- **Instructions**
A. In the passage about Canada's tar sands, what greenhouse gas does the rapidly melting permafrost release?
B. Extend the essay on "ethical oil" and Canada's tar sands, starting after its final sentence.

- **Passage**
Segment Open

Two days after he was appointed federal environment minister, Peter Kent took up Levant’s slogan, trumpeting Alberta’s tar sands as “ethical oil”. We rightly criticize oil-producing countries that support or indulge in violence, murder, oppression of minority groups and women, and so on. But because Canada does not overtly support or indulge in such practices, does that mean our oil is more ethical? Levant acknowledges that exploiting and using fossil fuels has environmental impacts. Does that mean there is a hierarchy of ethical practices or that one ethical practice cancels out other unethical activities?

The application of ethical standards in our purchase and use of products should be applied universally and not selectively. Canada signed the Kyoto Protocol, which became international law. When Jean Chrétien signed the document, he did so not as a Liberal but as the prime minister of Canada. This meant that, as a nation, we were committed to achieving the targets set by the agreement. On becoming leader of a minority government, Harper declared his intention to ignore Canada’s commitment. Is it ethical to ignore an internationally binding legal commitment? This is even more astonishing in light of Prime Minister Harper’s outspoken commitment to law and order.

Canada is one of the highest per capita emitters of greenhouse gases. Our rapidly melting permafrost releases massive amounts of the potent greenhouse gas methane, amplifying our contribution to the global crisis of climate change. Alberta’s tar sands require enormous amounts of energy and water to extract, further compounding Canada’s already excessive emissions. Is there not an ethical component to our demand for a greater share of the Earth’s atmosphere than most other nations? Rapid exploitation of Canada’s tar sands—by companies from countries including the U.S., Korea, and China—is not crucial for our nation’s survival or even well-being, yet we ignore the impact on the rest of the world. If that isn’t unethical, I don’t know what is.

Segment Closed

- **Information provided**
Segment Open

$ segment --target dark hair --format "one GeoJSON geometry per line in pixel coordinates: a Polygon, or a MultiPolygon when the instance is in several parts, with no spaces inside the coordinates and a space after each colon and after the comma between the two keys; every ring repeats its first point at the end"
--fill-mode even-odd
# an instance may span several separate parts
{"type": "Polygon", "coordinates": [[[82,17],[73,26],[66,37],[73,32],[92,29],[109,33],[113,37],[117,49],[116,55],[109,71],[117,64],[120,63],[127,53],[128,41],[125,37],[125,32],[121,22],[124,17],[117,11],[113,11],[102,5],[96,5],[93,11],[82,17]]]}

Segment Closed

- **Expected responses**
A. Methane

B.
Climate change is already causing more extreme fires and weather events, melting glaciers and ice caps, rising sea levels, drought, floods, altered plant and animal distribution, spread of disease, and killer heat waves, to cite just a few impacts. Canada’s vast resources and space confer greater resilience than most nations, but the world’s poorest areas are especially vulnerable. Floods in Pakistan’s great river delta, drought across central Africa, and extreme heat in India are killing people who did little or nothing to contribute to the climate crisis. These deaths may not be as grisly or violent as those in Nigeria or Saudi Arabia, but that shouldn’t matter in ethical debates.

Despite the Kyoto agreement and international efforts at Copenhagen, this unrelenting rise in greenhouse gas emissions means countries around the world intend to continue contributing to the enormous problems of unpredictable climate extremes and fluctuations that people for generations to come will have to live with. This is the most unethical practice I can imagine. In the face of overwhelming evidence that human use of fossil fuels is creating an incredible crisis of climate change, wealthy countries like Canada and the U.S., whose use of these fuels created the massive economic expansion that brought about the climate crisis, are now unwilling to reduce their emissions. It’s all in the name of economic growth, not survival or the future for our children and grandchildren. That is not just unethical, it’s criminal.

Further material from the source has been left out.